***** Supplied passage
Analyst: initial demand for ‘Mac mini’ and ‘iPod shuffle’ have exceeded Apple’s expectations

“Already struck with iPod fever, Apple may now be suffering from some Mac mini mania. Not that the company necessarily minds,” Troy Wolverton reports for TheStreet.com.

“Only two of Apple’s 98 U.S. retail stores had the new cut-price Macintosh computer in stock in recent days, according to Gene Munster, a financial analyst with Piper Jaffray. Combined, those two stores had just three Mac minis in stock, Munster said. Meanwhile, the average waiting list for a Mac mini at Apple’s stores has 18 people on it,” Wolverton reports. “‘The majority of stores have no idea when they will receive product,’ Munster said in a report issued on Monday. ‘We believe initial demand for the Mac mini and the iPod shuffle has exceeded what Apple had been expecting.'”

Full article here.
**********
Your goal –
Answer these questions about the news item on Mac mini demand:
(a) Who is reporting the story for TheStreet.com?
(b) How many of Apple's U.S. retail stores had the Mac mini in stock in recent days?
(c) How many people are on the average waiting list for a Mac mini at Apple's stores?
***** Extracted information
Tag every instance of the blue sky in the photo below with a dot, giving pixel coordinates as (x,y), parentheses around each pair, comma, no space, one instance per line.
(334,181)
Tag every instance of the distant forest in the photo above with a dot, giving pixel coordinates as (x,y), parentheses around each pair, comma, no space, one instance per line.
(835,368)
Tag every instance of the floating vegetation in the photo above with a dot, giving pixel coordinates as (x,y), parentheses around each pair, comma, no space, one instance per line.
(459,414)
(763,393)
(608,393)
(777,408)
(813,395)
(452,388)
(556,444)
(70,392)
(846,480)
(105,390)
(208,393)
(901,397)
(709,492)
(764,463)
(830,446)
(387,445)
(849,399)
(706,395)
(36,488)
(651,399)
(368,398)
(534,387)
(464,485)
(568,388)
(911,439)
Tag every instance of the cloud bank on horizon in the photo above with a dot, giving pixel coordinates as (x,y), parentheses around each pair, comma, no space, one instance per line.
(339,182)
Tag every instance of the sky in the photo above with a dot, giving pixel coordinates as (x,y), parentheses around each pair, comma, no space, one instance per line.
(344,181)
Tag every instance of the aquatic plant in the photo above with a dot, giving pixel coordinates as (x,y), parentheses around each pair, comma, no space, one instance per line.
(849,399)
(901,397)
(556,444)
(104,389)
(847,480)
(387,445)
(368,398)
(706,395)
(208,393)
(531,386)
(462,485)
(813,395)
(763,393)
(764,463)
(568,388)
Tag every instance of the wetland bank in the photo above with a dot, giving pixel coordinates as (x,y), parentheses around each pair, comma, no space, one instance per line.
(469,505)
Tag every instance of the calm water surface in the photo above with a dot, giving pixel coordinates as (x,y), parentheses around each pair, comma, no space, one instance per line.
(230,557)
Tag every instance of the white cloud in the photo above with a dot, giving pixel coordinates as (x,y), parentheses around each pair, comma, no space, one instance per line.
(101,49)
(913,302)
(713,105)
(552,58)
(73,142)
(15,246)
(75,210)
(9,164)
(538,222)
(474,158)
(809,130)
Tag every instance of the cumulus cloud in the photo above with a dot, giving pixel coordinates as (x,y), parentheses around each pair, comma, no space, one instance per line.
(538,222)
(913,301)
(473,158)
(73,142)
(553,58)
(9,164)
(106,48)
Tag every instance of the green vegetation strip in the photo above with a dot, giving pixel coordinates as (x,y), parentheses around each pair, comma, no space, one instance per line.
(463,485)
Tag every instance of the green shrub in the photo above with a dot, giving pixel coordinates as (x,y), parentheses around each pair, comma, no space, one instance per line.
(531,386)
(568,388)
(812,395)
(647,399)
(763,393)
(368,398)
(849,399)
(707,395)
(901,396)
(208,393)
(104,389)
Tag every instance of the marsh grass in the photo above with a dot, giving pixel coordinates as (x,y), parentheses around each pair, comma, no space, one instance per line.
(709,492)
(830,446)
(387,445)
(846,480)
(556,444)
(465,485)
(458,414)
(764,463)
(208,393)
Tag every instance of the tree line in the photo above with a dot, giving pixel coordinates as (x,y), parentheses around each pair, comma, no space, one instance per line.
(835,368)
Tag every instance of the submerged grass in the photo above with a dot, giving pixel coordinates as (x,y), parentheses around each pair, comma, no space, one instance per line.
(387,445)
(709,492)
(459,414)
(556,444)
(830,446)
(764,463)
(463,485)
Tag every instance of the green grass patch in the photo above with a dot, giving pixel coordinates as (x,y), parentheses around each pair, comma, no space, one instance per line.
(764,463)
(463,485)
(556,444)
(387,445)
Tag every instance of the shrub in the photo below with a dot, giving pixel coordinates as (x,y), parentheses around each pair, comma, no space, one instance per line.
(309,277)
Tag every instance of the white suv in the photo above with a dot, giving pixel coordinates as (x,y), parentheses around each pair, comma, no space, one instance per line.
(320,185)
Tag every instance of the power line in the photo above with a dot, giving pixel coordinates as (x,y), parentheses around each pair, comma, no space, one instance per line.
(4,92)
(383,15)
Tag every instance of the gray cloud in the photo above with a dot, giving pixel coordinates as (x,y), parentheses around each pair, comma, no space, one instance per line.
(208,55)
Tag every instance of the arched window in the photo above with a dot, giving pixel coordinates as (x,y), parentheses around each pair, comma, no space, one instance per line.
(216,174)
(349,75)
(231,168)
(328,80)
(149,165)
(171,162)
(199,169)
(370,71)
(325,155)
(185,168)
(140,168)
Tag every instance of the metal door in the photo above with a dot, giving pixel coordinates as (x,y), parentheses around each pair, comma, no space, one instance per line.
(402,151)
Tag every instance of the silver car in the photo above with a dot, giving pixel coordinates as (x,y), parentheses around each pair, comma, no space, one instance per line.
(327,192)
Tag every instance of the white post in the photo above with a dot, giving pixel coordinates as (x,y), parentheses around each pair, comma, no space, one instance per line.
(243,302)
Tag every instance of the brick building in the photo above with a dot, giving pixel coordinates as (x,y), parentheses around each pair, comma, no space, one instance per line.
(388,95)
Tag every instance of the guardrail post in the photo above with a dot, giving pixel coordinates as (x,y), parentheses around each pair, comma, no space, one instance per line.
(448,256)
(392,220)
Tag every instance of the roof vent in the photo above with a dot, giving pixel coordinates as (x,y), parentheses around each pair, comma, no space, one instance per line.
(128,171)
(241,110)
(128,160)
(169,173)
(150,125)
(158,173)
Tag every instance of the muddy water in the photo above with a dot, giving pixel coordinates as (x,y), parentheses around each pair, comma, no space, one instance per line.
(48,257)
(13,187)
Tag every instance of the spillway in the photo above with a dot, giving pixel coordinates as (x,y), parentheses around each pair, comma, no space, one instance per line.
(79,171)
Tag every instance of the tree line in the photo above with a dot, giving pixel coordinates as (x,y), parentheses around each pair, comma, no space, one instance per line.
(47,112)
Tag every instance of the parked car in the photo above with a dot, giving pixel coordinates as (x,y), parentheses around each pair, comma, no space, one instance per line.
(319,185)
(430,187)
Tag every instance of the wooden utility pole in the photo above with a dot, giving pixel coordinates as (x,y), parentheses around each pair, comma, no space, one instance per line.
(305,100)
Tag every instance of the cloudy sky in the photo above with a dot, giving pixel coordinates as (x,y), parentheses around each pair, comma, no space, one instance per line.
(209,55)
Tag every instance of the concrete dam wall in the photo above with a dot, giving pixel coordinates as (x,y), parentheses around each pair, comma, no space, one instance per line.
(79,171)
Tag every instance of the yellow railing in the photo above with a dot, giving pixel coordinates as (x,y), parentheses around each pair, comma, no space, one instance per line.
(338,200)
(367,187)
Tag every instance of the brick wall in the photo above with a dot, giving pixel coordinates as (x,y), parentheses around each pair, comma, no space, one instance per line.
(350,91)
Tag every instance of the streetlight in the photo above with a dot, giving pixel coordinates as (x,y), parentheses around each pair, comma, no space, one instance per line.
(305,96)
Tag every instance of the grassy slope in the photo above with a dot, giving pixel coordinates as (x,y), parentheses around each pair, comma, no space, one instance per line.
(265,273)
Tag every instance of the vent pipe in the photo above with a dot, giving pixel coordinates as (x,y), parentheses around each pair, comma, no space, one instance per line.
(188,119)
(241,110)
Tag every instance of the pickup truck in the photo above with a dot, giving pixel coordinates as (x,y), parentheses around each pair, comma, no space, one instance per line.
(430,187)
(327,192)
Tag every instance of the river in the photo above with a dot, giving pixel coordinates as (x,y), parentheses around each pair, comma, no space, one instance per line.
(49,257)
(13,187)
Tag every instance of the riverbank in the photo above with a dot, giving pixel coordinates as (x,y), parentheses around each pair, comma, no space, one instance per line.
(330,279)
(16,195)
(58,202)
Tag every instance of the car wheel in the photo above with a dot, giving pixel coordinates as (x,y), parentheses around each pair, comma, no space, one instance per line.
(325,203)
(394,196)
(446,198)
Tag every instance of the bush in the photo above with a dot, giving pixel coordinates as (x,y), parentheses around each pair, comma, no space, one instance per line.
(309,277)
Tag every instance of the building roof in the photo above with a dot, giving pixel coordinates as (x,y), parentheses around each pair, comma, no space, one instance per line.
**********
Task response –
(a) Troy Wolverton
(b) Two of Apple's 98 U.S. retail stores
(c) 18 people